[READING PASSAGE]
────────────────────────────────────────
Iraq War Costs Skyrocket: $260 Billion, 1,200 Lives, Tens of Thousands Wounded

Daytona Beach News Journal (Florida)

The costs of war

Bill to taxpayers will soon exceed $260 billion

Daytona Beach News Journal Editorial Board

In a September 2002 interview with The Wall Street Journal, Lawrence Lindsey, then director of the Bush administration’s National Economic Council, predicted that invading Iraq would cost up to $200 billion. He didn’t make clear whether the price tag would include occupation and reconstruction, although however spent, it would still all be taxpayer money. It was a rare moment of unscripted candor from the White House, and Lindsey paid for it. Bush fired him 10 weeks later.

Meanwhile Bush deployed a small platoon of administration officials to contradict Lindsey’s estimate. The White House’s budget director put the cost at $50-$60 billion, tops — less than the $80 billion the first Gulf War cost. Defense Secretary Donald Rumsfeld in early January 2003 put the number at “something under $50 billion,” suggesting that other nations would be generous. “How much of that would be the U.S. burden, and how much would be other countries, is an open question.” By February (one month before the invasion), Rumsfeld’s deputy, Paul Wolfowitz, was favoring fuzziness: “I think it’s necessary to preserve some ambiguity of exactly where the numbers are,” he told the House Budget Committee. Post-war costs over five years were estimated at $25 billion to $105 billion.
────────────────────────────────────────
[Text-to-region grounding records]
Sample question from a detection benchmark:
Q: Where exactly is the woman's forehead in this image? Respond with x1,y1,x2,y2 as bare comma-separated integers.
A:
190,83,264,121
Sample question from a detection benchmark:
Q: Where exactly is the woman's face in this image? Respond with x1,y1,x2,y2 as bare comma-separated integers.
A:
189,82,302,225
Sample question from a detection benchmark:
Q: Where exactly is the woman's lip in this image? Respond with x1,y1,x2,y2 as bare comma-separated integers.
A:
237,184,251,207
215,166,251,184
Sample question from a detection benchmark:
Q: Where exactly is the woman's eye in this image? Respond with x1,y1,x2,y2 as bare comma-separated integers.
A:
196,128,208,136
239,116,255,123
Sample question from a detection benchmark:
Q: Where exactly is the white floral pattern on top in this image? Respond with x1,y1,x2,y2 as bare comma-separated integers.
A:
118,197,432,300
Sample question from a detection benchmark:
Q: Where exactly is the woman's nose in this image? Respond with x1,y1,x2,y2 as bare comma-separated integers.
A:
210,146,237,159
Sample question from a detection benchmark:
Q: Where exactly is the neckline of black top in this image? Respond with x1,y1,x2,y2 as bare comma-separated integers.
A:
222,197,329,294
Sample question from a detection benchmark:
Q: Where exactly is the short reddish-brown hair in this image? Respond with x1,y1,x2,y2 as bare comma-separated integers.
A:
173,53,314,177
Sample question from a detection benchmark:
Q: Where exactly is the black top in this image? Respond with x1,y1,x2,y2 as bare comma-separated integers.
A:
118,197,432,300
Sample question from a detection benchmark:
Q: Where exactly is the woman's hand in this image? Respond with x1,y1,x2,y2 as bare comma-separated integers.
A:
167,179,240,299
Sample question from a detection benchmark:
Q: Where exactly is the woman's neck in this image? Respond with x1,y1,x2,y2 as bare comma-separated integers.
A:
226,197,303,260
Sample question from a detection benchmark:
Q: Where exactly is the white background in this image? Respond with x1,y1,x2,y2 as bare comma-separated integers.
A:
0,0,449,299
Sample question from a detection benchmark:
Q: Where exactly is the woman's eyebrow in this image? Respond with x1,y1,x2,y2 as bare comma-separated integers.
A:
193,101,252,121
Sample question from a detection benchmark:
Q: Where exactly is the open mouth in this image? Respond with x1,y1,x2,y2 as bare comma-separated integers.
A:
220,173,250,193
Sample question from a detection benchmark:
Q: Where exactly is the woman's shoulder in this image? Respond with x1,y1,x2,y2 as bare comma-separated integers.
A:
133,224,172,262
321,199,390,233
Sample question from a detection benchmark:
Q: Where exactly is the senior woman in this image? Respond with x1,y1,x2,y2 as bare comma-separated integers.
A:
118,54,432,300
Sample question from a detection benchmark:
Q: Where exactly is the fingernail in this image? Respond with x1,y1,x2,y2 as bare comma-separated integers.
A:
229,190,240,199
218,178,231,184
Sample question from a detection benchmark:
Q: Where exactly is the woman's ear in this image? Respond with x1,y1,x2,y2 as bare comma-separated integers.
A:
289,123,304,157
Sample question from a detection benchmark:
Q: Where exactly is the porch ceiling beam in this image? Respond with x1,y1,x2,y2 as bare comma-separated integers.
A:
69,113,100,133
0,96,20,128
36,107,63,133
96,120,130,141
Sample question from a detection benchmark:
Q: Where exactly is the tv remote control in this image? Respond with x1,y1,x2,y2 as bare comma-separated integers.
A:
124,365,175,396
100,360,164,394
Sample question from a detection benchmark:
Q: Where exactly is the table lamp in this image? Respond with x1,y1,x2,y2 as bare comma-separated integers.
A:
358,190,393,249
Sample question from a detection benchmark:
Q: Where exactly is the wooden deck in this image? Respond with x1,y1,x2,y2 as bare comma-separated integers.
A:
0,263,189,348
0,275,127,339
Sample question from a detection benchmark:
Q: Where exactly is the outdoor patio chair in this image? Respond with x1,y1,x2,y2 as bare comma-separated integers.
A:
────────────────────────────────────────
[WORK INSTRUCTION]
In the editorial on the costs of the Iraq war, how much did Lawrence Lindsey predict invading Iraq would cost?

[REPLY]
Up to $200 billion.